The total content of such impurities in the trioxane is preferably not more than 100 ppm, more preferably not more than 70 ppm, and most preferably not more than 50 ppm. In particular, the content of water is preferably not more than 50 ppm, more preferably not more than 20 ppm, and most preferably not more than 10 ppm. With respect to the 1,3-dioxolane, similarly to the trioxane, the total content of impurities present in the 1,3-dioxolane such as water, formic acid and formaldehyde is preferably not more than 1,000 ppm, more preferably not more than 200 ppm, particularly preferably not more than 100 ppm, and most preferably not more than 50 ppm. Because water decreases catalytic activity, it is preferable to adopt an approach that prevents water from coming into the polymerization apparatus from the outside. An example of such approaches is to constantly purge the polymerization apparatus with an inert gas such as nitrogen gas during the polymerization reaction.
In the present invention, the polymerization reaction may be performed by solution polymerization in the presence of an inert solvent. However, bulk polymerization in the substantial absence of solvent is preferable, because no costs are incurred for the recovery of solvents and the sterically hindered phenol exhibits larger effects. In the case where a solvent is used, the solvent includes aliphatic hydrocarbons such as hexane, heptane and cyclohexane; aromatic hydrocarbons such as benzene, toluene and xylene; and halogenated hydrocarbons such as methylene dichloride and ethylene dichloride.

━━━━

◆ Challenge 1
Copy out the part of the entries that starts at the line containing "arm with a point." and runs to the end of the entries, keeping both of those ends. Leave out any pictures.

━━━━

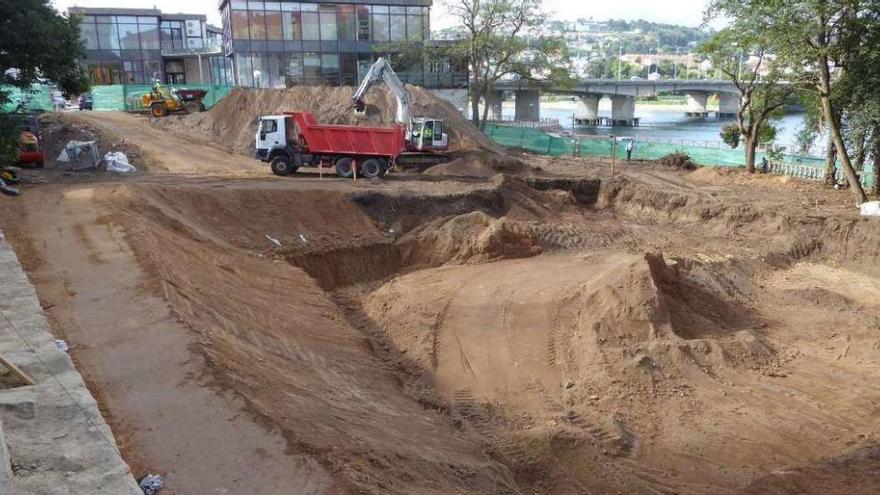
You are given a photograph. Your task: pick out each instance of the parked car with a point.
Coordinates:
(86, 102)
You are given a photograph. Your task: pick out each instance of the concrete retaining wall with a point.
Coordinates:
(56, 439)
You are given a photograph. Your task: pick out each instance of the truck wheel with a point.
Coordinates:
(371, 168)
(344, 167)
(158, 110)
(281, 166)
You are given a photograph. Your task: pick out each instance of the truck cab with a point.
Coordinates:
(273, 134)
(428, 135)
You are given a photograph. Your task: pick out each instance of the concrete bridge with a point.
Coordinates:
(623, 96)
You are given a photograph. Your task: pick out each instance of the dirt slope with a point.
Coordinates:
(658, 332)
(233, 121)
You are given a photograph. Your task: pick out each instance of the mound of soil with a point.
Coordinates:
(480, 164)
(57, 130)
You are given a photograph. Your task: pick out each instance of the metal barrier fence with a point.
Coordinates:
(553, 144)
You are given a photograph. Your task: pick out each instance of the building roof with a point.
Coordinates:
(183, 17)
(112, 11)
(143, 12)
(413, 3)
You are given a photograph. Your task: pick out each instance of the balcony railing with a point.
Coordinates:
(177, 48)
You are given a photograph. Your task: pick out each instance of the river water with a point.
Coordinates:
(665, 122)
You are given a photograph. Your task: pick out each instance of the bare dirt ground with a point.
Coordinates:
(559, 331)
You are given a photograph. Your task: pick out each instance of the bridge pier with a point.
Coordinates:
(496, 99)
(623, 111)
(528, 105)
(728, 104)
(697, 104)
(587, 110)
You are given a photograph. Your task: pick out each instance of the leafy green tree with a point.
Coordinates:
(36, 43)
(762, 95)
(496, 45)
(816, 41)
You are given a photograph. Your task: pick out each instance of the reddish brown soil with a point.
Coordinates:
(659, 331)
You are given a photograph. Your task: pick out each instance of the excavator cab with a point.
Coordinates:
(427, 135)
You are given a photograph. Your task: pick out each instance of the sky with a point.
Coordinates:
(685, 12)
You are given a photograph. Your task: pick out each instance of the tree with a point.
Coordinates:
(730, 134)
(857, 95)
(497, 43)
(36, 43)
(816, 41)
(762, 94)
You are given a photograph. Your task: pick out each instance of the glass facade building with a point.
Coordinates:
(136, 46)
(281, 44)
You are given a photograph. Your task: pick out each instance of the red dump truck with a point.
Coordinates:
(295, 139)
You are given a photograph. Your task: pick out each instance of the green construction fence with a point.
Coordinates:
(547, 143)
(37, 98)
(127, 96)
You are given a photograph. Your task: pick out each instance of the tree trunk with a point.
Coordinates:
(834, 131)
(876, 153)
(830, 162)
(475, 105)
(751, 147)
(486, 106)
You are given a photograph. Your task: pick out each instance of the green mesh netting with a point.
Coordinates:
(544, 143)
(38, 97)
(128, 96)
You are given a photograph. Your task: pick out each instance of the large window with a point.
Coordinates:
(363, 20)
(240, 25)
(348, 68)
(274, 25)
(294, 70)
(243, 70)
(149, 34)
(89, 35)
(108, 37)
(311, 68)
(398, 23)
(330, 68)
(414, 24)
(257, 23)
(128, 37)
(172, 34)
(329, 30)
(381, 23)
(347, 23)
(310, 23)
(105, 73)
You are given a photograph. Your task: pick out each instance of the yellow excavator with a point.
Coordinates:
(161, 101)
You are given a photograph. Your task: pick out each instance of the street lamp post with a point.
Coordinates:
(675, 65)
(619, 54)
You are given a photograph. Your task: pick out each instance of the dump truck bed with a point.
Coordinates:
(349, 140)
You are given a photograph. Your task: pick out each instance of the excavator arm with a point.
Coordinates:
(382, 70)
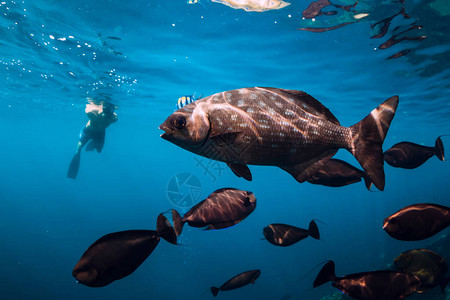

━━━━

◆ Challenge 2
In the passage on polymerizing trioxane, what gas is given as an example for constantly purging the polymerization apparatus?

◆ Full response 1
You are given a photograph. Your task: pick out each instance of the excavator arm with a point.
Coordinates:
(382, 70)

◆ Full response 2
Nitrogen gas.